■ **Data shown**
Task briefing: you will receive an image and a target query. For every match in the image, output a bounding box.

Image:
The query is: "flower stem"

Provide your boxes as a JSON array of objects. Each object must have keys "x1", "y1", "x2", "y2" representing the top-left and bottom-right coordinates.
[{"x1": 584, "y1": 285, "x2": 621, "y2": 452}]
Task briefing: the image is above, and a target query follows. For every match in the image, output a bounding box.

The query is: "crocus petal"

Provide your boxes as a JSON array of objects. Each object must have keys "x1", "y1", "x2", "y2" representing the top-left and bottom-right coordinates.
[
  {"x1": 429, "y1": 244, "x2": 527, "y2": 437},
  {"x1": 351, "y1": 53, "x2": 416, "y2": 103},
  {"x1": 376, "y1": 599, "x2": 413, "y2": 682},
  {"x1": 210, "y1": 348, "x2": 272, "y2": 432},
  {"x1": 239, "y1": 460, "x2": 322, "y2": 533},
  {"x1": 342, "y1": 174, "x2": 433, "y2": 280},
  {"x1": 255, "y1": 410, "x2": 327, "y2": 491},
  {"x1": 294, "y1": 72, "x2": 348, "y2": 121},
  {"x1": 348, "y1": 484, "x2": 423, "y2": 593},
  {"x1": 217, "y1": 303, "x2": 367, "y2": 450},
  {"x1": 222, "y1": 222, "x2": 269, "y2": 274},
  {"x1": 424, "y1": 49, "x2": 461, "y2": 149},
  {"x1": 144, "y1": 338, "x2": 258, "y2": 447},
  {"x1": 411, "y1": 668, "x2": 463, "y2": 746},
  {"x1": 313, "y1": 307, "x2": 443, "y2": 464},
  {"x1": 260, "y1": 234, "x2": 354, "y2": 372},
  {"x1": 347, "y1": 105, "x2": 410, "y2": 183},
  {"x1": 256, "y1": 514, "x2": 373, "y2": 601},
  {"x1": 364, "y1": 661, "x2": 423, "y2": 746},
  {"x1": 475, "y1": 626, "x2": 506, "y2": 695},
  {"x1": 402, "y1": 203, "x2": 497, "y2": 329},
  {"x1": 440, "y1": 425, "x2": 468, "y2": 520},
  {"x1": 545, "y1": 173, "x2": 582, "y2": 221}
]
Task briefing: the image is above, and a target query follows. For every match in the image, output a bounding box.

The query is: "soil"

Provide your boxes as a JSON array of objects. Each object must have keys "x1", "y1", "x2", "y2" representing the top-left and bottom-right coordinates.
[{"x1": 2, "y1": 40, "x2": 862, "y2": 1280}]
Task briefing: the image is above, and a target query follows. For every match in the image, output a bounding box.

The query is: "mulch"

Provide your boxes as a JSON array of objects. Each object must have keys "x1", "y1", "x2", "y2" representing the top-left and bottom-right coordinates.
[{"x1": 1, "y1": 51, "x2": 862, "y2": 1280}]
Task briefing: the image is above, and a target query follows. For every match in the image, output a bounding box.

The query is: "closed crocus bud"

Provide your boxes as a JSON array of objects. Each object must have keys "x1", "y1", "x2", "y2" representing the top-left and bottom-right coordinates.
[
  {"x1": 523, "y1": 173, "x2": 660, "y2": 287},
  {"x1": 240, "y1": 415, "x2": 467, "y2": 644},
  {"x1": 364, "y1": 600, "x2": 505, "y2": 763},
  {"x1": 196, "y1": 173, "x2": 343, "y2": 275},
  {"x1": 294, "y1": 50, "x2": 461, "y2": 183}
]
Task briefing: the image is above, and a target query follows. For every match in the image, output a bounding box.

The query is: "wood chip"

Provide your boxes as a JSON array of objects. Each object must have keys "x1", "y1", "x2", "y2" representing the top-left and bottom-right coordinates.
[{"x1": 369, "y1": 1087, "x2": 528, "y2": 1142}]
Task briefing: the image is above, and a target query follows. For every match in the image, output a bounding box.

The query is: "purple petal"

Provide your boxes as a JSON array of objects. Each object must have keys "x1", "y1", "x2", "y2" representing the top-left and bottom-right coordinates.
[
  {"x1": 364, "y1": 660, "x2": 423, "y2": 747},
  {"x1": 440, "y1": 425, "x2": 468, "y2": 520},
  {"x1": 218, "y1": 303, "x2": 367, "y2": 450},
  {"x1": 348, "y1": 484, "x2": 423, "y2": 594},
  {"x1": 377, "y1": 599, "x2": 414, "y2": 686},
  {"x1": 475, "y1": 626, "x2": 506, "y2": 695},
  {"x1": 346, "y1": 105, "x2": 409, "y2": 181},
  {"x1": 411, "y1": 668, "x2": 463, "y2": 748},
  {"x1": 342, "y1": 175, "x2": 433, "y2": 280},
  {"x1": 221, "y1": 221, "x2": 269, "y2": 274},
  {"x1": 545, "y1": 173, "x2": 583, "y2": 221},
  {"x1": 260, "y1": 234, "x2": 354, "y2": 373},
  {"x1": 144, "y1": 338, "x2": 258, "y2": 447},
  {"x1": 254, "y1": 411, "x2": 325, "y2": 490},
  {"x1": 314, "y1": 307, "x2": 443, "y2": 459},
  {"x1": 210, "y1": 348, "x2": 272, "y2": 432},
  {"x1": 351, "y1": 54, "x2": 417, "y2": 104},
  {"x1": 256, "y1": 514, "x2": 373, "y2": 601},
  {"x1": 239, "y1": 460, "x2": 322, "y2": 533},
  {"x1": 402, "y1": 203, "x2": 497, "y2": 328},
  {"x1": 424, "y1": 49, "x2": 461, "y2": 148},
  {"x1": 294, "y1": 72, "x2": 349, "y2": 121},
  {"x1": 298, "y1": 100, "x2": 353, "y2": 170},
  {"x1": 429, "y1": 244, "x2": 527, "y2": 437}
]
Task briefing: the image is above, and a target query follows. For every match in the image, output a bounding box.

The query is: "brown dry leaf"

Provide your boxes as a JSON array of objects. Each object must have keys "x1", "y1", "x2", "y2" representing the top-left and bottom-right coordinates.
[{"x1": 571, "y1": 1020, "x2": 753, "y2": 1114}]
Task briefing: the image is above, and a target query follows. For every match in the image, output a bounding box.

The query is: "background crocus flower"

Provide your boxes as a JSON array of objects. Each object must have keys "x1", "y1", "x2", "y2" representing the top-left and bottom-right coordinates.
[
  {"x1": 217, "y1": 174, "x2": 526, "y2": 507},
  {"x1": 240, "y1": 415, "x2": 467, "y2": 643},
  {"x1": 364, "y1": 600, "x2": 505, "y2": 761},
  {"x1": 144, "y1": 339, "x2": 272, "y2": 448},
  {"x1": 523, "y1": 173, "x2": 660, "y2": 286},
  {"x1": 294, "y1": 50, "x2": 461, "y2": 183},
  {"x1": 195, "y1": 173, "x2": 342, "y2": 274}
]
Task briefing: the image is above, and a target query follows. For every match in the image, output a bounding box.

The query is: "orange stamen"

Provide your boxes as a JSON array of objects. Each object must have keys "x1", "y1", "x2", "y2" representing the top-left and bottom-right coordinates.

■ **Your instructions**
The material above must be returned word for word, complete.

■ **Exercise solution**
Task briefing: you will receive an image and a target query. For every match in the image, output a bounding box.

Image:
The query is: "flower stem"

Provide your boxes as a JSON array of objects. Each object must have keys "x1", "y1", "x2", "y2" representing the top-left and bottom-right coordinates.
[{"x1": 584, "y1": 285, "x2": 621, "y2": 452}]
Task briefing: the image is above, and a target query follows. For every match in the image, output a bounding box.

The query is: "crocus petal"

Provide your boxes as a JSON array of objects. Each object must have keys "x1", "y1", "x2", "y2" representing the top-left and bottom-right coordinates.
[
  {"x1": 429, "y1": 244, "x2": 527, "y2": 437},
  {"x1": 351, "y1": 53, "x2": 416, "y2": 103},
  {"x1": 376, "y1": 599, "x2": 413, "y2": 682},
  {"x1": 210, "y1": 348, "x2": 272, "y2": 432},
  {"x1": 239, "y1": 460, "x2": 322, "y2": 533},
  {"x1": 342, "y1": 174, "x2": 433, "y2": 280},
  {"x1": 255, "y1": 410, "x2": 327, "y2": 491},
  {"x1": 294, "y1": 72, "x2": 348, "y2": 121},
  {"x1": 348, "y1": 484, "x2": 423, "y2": 593},
  {"x1": 217, "y1": 303, "x2": 367, "y2": 450},
  {"x1": 222, "y1": 222, "x2": 269, "y2": 274},
  {"x1": 424, "y1": 49, "x2": 461, "y2": 149},
  {"x1": 144, "y1": 338, "x2": 258, "y2": 447},
  {"x1": 411, "y1": 668, "x2": 463, "y2": 746},
  {"x1": 313, "y1": 307, "x2": 443, "y2": 464},
  {"x1": 260, "y1": 234, "x2": 354, "y2": 372},
  {"x1": 347, "y1": 105, "x2": 410, "y2": 183},
  {"x1": 256, "y1": 514, "x2": 373, "y2": 601},
  {"x1": 364, "y1": 661, "x2": 423, "y2": 746},
  {"x1": 475, "y1": 626, "x2": 506, "y2": 695},
  {"x1": 402, "y1": 203, "x2": 497, "y2": 329},
  {"x1": 440, "y1": 425, "x2": 468, "y2": 520},
  {"x1": 545, "y1": 173, "x2": 582, "y2": 221}
]
Task briefing: the image is above, and a target query follows. For every match in the image, output a bounding box.

The query is: "soil"

Provide your boxes as a JSON array of objects. Each object must have keys "x1", "y1", "x2", "y2" representing the top-left and bottom-right coordinates.
[{"x1": 2, "y1": 40, "x2": 862, "y2": 1280}]
Task briefing: the image is above, and a target query follows. For every match in the image, output a bounding box.

The query is: "mulch"

Provide your boxes as a JSON array of objects. Each object must have keys "x1", "y1", "x2", "y2" representing the top-left and bottom-right coordinates.
[{"x1": 1, "y1": 51, "x2": 862, "y2": 1280}]
Task briefing: the image is above, and a target query follows. For every match in the image, output a bounding box.

The query is: "closed crocus bud"

Provide your boxes as a JSON array of objects. Each object must have keys "x1", "y1", "x2", "y2" representing the top-left and bottom-right coordinates.
[
  {"x1": 523, "y1": 173, "x2": 660, "y2": 287},
  {"x1": 240, "y1": 415, "x2": 467, "y2": 644},
  {"x1": 364, "y1": 600, "x2": 505, "y2": 763},
  {"x1": 196, "y1": 173, "x2": 343, "y2": 275},
  {"x1": 294, "y1": 50, "x2": 461, "y2": 183}
]
Task briefing: the image is above, and a target query follows. For every match in the image, output a bounding box.

The query is: "wood chip"

Provide your boxes as a JSON array of objects. Each object must have keys "x1", "y1", "x2", "y2" representing the top-left and bottom-right coordinates.
[{"x1": 369, "y1": 1087, "x2": 528, "y2": 1142}]
Task briefing: the image is above, and a target query follows. For every match in the image, output a bounding box.

The query is: "purple petal"

Provide your boxes as a JSON array of objects. Each object must have keys "x1", "y1", "x2", "y2" representing the top-left and bottom-right coordinates.
[
  {"x1": 364, "y1": 660, "x2": 423, "y2": 747},
  {"x1": 440, "y1": 425, "x2": 468, "y2": 520},
  {"x1": 218, "y1": 303, "x2": 367, "y2": 450},
  {"x1": 348, "y1": 484, "x2": 423, "y2": 594},
  {"x1": 377, "y1": 599, "x2": 414, "y2": 686},
  {"x1": 475, "y1": 626, "x2": 506, "y2": 695},
  {"x1": 346, "y1": 105, "x2": 409, "y2": 181},
  {"x1": 411, "y1": 668, "x2": 463, "y2": 748},
  {"x1": 342, "y1": 175, "x2": 433, "y2": 280},
  {"x1": 221, "y1": 221, "x2": 269, "y2": 274},
  {"x1": 545, "y1": 173, "x2": 583, "y2": 221},
  {"x1": 260, "y1": 234, "x2": 354, "y2": 373},
  {"x1": 144, "y1": 338, "x2": 258, "y2": 447},
  {"x1": 254, "y1": 411, "x2": 325, "y2": 490},
  {"x1": 314, "y1": 307, "x2": 443, "y2": 459},
  {"x1": 210, "y1": 348, "x2": 272, "y2": 432},
  {"x1": 351, "y1": 54, "x2": 417, "y2": 104},
  {"x1": 256, "y1": 514, "x2": 373, "y2": 601},
  {"x1": 239, "y1": 460, "x2": 322, "y2": 533},
  {"x1": 402, "y1": 203, "x2": 497, "y2": 328},
  {"x1": 424, "y1": 49, "x2": 461, "y2": 148},
  {"x1": 294, "y1": 72, "x2": 349, "y2": 121},
  {"x1": 298, "y1": 100, "x2": 353, "y2": 170},
  {"x1": 429, "y1": 244, "x2": 527, "y2": 437}
]
Task briefing: the image is above, and a target query follows. For every match in the image, output a bounding box.

The query is: "brown dry leaf"

Provide your boxes as a JSON array of objects. Each object must have keys "x1", "y1", "x2", "y2" representing the top-left and bottom-right coordinates.
[{"x1": 571, "y1": 1020, "x2": 753, "y2": 1114}]
Task briefing: the image is above, and a target query follows. For every match in the image, output a bounding box.

The query is: "background crocus flower"

Provide your boxes as a JSON array of objects. Each object must have keys "x1", "y1", "x2", "y2" representing the top-left and bottom-right coordinates.
[
  {"x1": 217, "y1": 174, "x2": 526, "y2": 507},
  {"x1": 240, "y1": 415, "x2": 467, "y2": 643},
  {"x1": 364, "y1": 600, "x2": 505, "y2": 761},
  {"x1": 144, "y1": 339, "x2": 272, "y2": 448},
  {"x1": 523, "y1": 173, "x2": 660, "y2": 286},
  {"x1": 294, "y1": 50, "x2": 461, "y2": 183},
  {"x1": 195, "y1": 173, "x2": 342, "y2": 274}
]
Task briefing: the image is above, and a target query follows. For every match in the image, output a bounding box.

The query is: "orange stamen"

Provide your boxes as a JSON array of objects. Each object must have keys "x1", "y1", "x2", "y2" representing the top-left and bottom-right coordinates.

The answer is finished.